:: Text extract
INTERVIEW WITH
VICTORIA LEGRAND
OF BEACH HOUSE

by Andrew Tidball

Beach House are Baltimore based two piece Victoria Legrand and Alex Scully who make dreamy, shimmery ballads. It's not so much melancholic as it is contemplative. Actually, it's quite hard to describe them without resorting to lofty, creatively contradictory metaphors. Victoria described their sound, on their MySpace page as "Visual Visual Visual" -

"I'm responsible for that" she chuckles on the telephone, "I was making a joke of genre as 'visual visual visual' - it's how I feel about music, and writing it, and the way I listen to it - it helps cultivate the imagination."

 

"People always come back to us (when they have heard our music) with y'know, experiences and pictures; so I think that often that's how people hear us - as well as an emotional or sentimental response. Something that they could adapt to their own lives somehow." she explains.

I wonder, then, since Beach House make such beautiful music, what the mist beautiful thing Victoria has seen.

The question puts her off kilter for a moment; perhaps not wanting to bestow the award to just one thing without having time to really think...

"I really enjoy driving through the south west...." she starts, cautiously, "and The white sands in Mexico... and..." she bides her time, "The ocean is beautiful..." before she enthusiastically announces, "Peoples eyes, I've seen some beautiful eyes."

Victoria still works as a bartender to make ends meet; she works in a rowdy Mexican restaurant, she tells me. Perhaps not the first environment I'd expect to find her in "I'm not serious as my music might lead you to believe." she assures me.

"The area I work in in Baltimore is, well I don't want to use the word 'trashy', but I am going to... " she laughs.

You must overhear some pretty funny things?
"Actually yeah, it was at the supermarket near where I work and I heard a mother talking to her twelve year old son about him dating some girl and saying that he was 'pussy-whipped'." she laughs.

Victoria comes from a classical background:
"I was trained in piano from the age of seven and had voice training from the age of 14 till I was 21. I'm really grateful for that training, but now, it's not that I reject it, but I am using it to other things. I'm taking the eductaion and using it to do cooler things than playing other peoples music." she explains.

I wonder what her uncle, famous composer Michel Legrand thinks of her work with Beach House.

"I have no idea. I have no relationship with my uncle. I don't know if he's heard it or not, it makes me kinda sad." she tells me. "I have been tempted," she she says when asked if she's ever just sent him a CD, "but like, he's so rich and famous that I don't even know if he would even listen to it." There's an air of melancholy in her voice and somehow, having only spoken to her for less than five minutes, it seemed rude to push the subject any further.

I turn, instead, to her relationship with Alex.

"I met him through a friend, and we just hit off, we became great friends, we had very similar passions - we had a lot of things in common. It was just a natural flow. When the first record was made it was made at a very intense time of us bonding and I think something just clicked. I've been very fortunate. It's a bond that grows every day, we are really the best of friends. It's a magical thing I think." she tells me. It seems an almost rehearsed response, perhaps because so many people assume that they are more than just good friends.
::::
:: Material supplied
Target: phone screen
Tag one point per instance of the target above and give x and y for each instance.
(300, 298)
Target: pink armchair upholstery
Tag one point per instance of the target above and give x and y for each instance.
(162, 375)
::::
What this exercise asks:
• A. According to the Beach House interview, at what age did Victoria Legrand begin training in piano?
• B. Proceed with the Beach House interview from the point where it stops.

Responses in order:
• A. At the age of seven.

• B.
"GILA"


"HOUSE OF CHAMBERS"


"YOU CAME TO ME"

"The relationship is a working relationship and we understand eachother. Love is something that is very intense for me. People are intense for me, I am intrigued by all of that and the mystery and the games and all that, musically it gets out somehow and he understands that and handles that very well - we are really alike - we don't even need to speak about a lot of things because we both understand it. It's just a really well oiled level of communication. It strengthens our ability to communicate ideas - it's such a good working relationship that we can just work through anything."

I wonder, as a lyricist and musician which comes first for Victoria, the words or the music?

"They come in different ways. Sometimes they come from the music I write, sometimes I'll hear a melody in the lyrics I write. I think about about words as symbols too; I think I tend to be abstract... I don't think they are like literal stories but I like to piece together words to kinda create strange scenarios."

 


"MASTER OF NONE"

"A lot of it comes from memories too - I think of songs as combinations of things - they can start from something that triggers a phrase or an emotion and then you just go there - the music starts to lead you and it goes on it's own and you let it go. It's something that comes from you, but is ultimately bigger than you. And I think that's how people find connection with it; because its not always about you, it's about everything around you that influences your life and has an effect on you."

"Music is my way of experiencing life and dealing with it, and what happens to me.
A lot of that goes into song."


I imagine that with that sort of intensity, that, playing live, they must get quite wrapped up, quite lost in the music?

"It starts off really focussed and then when the music starts it kind goes out of focus, like it expands and becomes something else, so yeah, in performing things go out of focus because you're a vehicle, kinda like a medium to the music. When you are performing the music inhabits you and then you let that out to the people who are listening to you. It's like an energy game."

But just how 'jam-my' does it get?

"Oh that word gives me the creeps!" Victoria laughs, "I believe in songs having a beginning, middle and end - to keep some sort of story-structure, so it doesn't go completely out of focus into some sort of psychedelic thing. But I think the combination of sounds creates something a little wild."

Catch Beach House's visual wild melancholy live at Bodega in Wellington on Friday 29th August and Kings Arms in Auckland on Saturday 30th.

Their latest album "Devotion" is out now.


Oh, and by the way, Victoria likes to eat her cheese on toast with split pea soup.